Source records Block Start
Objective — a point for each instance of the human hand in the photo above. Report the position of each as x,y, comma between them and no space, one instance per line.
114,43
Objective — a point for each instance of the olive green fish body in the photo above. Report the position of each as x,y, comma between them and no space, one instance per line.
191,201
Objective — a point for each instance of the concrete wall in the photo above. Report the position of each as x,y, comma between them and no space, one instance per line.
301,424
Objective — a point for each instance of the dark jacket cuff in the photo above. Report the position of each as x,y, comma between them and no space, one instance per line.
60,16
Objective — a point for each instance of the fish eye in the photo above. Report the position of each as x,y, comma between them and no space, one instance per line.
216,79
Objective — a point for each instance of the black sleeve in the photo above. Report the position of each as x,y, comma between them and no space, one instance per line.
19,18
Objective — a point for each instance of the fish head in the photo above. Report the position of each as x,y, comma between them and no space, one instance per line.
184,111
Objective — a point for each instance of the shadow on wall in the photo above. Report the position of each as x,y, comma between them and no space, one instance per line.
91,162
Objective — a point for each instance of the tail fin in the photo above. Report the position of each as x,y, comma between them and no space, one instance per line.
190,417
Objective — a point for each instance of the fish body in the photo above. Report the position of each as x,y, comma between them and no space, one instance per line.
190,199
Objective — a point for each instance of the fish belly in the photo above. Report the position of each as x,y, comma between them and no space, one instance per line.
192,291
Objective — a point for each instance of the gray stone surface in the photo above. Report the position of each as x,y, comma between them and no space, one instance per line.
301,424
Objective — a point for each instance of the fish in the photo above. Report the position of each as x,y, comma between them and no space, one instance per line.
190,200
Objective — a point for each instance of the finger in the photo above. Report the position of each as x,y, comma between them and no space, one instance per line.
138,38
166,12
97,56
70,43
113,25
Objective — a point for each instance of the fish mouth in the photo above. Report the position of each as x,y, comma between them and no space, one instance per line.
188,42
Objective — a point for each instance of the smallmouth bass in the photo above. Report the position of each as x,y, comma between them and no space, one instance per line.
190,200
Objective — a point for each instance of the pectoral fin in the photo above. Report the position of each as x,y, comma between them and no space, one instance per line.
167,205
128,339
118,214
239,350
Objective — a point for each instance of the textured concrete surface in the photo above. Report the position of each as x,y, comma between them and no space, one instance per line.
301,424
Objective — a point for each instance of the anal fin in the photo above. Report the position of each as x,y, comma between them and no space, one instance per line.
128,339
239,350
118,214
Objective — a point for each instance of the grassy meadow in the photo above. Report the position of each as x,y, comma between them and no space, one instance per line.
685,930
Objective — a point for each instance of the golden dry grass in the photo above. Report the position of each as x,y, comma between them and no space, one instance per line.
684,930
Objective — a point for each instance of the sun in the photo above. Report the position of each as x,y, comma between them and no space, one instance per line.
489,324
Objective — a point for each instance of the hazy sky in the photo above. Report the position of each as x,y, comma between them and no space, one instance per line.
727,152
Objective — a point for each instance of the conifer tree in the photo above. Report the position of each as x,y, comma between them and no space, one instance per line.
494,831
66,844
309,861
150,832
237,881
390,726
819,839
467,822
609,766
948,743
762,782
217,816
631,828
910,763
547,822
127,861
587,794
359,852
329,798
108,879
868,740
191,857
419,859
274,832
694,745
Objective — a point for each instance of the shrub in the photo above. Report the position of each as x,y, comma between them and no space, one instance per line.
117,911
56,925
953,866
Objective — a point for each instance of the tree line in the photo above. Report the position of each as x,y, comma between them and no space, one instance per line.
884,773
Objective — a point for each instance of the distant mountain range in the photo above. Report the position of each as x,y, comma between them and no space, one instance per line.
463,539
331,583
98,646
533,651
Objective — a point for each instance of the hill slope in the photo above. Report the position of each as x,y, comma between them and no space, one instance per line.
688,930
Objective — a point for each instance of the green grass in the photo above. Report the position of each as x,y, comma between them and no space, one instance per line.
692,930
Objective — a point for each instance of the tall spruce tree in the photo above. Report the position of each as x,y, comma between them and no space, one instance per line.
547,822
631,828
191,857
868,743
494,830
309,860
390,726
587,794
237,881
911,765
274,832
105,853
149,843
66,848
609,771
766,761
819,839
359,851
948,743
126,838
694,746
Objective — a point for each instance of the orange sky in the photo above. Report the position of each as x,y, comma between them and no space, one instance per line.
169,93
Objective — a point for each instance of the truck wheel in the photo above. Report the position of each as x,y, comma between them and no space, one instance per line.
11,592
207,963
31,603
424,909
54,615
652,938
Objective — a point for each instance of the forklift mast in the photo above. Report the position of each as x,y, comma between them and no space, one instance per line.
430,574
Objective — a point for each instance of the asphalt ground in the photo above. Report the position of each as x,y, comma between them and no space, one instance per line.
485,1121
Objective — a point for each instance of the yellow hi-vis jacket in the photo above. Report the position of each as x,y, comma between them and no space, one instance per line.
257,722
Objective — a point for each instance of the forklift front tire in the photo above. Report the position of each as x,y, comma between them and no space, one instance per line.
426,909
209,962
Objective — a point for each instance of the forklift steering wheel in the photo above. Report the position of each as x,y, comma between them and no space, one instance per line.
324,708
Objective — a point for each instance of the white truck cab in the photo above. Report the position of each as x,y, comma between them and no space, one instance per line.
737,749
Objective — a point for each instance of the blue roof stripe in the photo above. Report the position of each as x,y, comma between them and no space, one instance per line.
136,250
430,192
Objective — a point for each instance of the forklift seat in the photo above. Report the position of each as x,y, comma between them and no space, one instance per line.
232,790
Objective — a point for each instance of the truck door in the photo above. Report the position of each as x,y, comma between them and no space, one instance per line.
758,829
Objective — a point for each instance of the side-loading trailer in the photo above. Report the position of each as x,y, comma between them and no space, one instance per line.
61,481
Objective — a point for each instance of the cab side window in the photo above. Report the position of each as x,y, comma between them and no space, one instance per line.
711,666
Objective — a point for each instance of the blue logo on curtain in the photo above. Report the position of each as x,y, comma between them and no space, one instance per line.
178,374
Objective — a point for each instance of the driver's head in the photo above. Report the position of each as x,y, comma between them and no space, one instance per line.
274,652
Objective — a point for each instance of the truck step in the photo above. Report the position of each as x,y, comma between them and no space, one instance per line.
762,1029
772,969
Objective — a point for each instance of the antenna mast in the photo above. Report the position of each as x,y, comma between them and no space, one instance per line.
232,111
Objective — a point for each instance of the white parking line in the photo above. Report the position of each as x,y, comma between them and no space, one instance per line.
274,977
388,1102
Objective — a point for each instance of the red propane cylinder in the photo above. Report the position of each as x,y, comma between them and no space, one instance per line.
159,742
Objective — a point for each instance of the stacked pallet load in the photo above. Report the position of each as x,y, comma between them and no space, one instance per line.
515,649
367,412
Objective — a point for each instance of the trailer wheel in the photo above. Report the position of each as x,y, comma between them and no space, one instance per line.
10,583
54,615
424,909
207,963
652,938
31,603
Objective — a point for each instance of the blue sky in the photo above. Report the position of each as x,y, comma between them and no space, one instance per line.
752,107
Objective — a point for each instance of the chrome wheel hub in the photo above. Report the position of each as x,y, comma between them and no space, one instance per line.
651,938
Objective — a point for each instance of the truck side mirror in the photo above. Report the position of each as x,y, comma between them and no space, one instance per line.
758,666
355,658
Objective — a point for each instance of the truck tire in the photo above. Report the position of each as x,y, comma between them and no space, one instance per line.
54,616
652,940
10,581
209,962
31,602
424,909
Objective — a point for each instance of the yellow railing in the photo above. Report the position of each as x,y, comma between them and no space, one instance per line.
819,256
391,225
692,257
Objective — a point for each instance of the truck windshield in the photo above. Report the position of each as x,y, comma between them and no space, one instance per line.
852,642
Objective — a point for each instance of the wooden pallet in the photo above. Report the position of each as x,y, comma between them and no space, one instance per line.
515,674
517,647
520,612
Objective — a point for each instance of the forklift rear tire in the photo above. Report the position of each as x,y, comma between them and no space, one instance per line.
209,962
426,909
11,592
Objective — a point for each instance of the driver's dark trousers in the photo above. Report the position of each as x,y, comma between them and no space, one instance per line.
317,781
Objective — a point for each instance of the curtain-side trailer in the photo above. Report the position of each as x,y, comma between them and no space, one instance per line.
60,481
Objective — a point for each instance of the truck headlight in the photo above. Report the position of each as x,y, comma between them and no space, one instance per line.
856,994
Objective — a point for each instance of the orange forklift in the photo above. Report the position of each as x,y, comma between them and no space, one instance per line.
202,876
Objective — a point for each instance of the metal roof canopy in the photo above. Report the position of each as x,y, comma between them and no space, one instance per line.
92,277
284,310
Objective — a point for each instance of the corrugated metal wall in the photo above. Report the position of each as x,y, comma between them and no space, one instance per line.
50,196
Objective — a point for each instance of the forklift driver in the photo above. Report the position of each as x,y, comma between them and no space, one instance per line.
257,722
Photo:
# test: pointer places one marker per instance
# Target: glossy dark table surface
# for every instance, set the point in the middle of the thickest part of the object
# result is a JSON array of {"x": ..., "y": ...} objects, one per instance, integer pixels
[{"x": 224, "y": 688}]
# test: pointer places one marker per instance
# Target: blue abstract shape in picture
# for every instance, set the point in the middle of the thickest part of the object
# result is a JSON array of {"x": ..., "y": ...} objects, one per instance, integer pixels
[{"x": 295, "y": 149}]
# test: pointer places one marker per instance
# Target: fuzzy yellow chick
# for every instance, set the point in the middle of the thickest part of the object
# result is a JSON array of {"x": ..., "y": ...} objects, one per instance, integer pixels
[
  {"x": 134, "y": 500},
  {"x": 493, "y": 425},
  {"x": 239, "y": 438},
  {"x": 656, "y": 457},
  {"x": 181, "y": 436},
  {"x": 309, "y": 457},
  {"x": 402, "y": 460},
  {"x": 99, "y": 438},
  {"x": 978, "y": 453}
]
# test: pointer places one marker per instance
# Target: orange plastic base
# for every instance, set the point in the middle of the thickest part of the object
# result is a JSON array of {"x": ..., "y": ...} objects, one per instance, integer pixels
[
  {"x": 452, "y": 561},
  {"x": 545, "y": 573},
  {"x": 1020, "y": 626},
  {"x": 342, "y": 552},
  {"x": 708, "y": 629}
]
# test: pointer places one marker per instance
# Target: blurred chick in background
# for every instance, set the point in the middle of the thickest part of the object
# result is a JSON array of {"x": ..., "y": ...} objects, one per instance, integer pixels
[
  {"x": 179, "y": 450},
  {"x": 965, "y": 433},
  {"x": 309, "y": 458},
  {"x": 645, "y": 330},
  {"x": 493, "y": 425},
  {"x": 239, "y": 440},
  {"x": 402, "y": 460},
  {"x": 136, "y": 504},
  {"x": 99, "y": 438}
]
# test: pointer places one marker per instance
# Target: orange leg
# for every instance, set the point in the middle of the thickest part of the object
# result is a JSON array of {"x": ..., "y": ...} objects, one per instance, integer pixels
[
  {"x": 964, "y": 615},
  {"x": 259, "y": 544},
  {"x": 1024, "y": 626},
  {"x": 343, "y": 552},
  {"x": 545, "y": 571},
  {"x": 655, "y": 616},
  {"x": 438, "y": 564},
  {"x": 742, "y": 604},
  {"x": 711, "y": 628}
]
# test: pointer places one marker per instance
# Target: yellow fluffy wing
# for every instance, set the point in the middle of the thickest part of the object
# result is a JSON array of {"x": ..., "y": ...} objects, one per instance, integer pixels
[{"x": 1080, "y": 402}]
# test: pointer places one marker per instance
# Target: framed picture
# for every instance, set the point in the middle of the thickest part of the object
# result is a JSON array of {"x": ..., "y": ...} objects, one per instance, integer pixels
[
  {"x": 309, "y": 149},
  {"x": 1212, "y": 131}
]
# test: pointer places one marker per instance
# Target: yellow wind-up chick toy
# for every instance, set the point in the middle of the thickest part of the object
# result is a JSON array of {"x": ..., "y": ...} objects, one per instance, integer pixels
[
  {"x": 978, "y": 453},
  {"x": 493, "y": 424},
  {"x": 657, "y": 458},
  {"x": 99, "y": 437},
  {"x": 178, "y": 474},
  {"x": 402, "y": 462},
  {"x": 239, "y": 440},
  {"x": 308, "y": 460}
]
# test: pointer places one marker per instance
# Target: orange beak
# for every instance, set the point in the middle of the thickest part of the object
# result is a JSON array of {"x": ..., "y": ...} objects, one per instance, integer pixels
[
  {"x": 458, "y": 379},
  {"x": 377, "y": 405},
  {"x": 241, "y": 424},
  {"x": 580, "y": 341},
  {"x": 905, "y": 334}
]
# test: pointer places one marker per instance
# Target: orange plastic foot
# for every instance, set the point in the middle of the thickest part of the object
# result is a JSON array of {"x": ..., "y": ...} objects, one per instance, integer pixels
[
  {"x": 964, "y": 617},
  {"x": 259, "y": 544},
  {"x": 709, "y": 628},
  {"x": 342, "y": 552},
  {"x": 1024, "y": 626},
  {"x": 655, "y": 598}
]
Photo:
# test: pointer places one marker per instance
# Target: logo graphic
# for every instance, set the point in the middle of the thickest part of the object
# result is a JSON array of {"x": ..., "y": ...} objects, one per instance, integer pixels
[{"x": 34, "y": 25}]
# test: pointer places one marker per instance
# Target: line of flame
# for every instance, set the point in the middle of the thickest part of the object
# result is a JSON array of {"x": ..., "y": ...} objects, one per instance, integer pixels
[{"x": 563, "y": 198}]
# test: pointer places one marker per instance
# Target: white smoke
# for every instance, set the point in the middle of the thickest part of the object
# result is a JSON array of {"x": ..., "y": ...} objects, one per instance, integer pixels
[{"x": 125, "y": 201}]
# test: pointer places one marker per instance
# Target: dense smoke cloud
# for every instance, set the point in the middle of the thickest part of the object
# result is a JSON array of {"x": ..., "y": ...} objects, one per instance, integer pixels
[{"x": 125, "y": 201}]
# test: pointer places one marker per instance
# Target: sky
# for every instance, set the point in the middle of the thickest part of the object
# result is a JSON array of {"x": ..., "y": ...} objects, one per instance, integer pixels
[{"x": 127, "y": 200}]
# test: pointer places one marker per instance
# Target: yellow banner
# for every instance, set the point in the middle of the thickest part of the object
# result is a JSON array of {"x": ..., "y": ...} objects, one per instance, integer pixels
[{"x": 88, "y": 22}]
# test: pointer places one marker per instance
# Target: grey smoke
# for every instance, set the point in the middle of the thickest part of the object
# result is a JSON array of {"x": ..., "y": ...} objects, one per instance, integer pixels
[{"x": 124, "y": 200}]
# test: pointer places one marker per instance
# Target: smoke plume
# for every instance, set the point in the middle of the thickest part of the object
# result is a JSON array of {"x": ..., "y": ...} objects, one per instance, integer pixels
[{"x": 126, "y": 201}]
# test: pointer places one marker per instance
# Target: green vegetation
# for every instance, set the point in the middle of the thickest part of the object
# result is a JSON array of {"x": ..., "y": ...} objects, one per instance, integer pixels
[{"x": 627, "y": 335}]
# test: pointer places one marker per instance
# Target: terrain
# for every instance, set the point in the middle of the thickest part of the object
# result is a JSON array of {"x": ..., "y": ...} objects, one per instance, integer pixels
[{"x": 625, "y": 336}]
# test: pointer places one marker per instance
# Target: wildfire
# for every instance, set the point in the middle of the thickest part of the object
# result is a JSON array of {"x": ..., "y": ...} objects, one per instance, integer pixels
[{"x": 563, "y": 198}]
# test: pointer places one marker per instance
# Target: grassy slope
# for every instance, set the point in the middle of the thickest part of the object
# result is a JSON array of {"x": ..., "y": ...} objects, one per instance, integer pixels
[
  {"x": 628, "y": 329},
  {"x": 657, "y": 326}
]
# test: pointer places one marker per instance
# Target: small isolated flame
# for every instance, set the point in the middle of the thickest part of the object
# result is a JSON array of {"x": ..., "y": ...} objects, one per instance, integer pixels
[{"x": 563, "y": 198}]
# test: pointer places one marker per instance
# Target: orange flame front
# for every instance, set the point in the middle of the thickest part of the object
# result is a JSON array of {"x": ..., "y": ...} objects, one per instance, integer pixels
Source records Block End
_Instructions to follow:_ Take the line with "# Target: green vegetation" and all lines after it through the end of the records, and write them out exactly; include nothing else.

_Answer to this problem:_
# Target: green vegetation
# for every instance, set the point in the middle of the thickest part of the object
# result is a JSON array of {"x": ..., "y": ...} objects, one per instance, integer pixels
[{"x": 627, "y": 335}]
# test: pointer places one marker per instance
# Target: terrain
# for every instance, set the point in the middle of the thickest part of the object
# result is a JSON array of {"x": ..., "y": ...} objects, one per instance, integer pixels
[{"x": 625, "y": 336}]
# test: pointer places one marker per instance
# Target: wildfire
# for every instance, set the point in the middle of the thickest part of the object
# result is a JSON array of {"x": ..., "y": ...} objects, one per instance, integer pixels
[{"x": 563, "y": 198}]
# test: pointer places one marker per instance
# Target: grassy slope
# for every instance, set the point in the middle of the thickest part of the object
# result is a JSON array of {"x": ..., "y": ...} objects, one per instance, integer pixels
[
  {"x": 628, "y": 329},
  {"x": 657, "y": 326}
]
# test: pointer places one marker per instance
# Target: small isolated flame
# for every instance, set the point in the middle of the thickest part of the object
# result is a JSON array of {"x": ..., "y": ...} objects, one per instance, integer pixels
[{"x": 563, "y": 198}]
# test: pointer places one marker per instance
# Target: orange flame front
# for every instance, set the point in the middle of the thickest part of the object
# result is a JSON array of {"x": ..., "y": ...} objects, one per instance, integer pixels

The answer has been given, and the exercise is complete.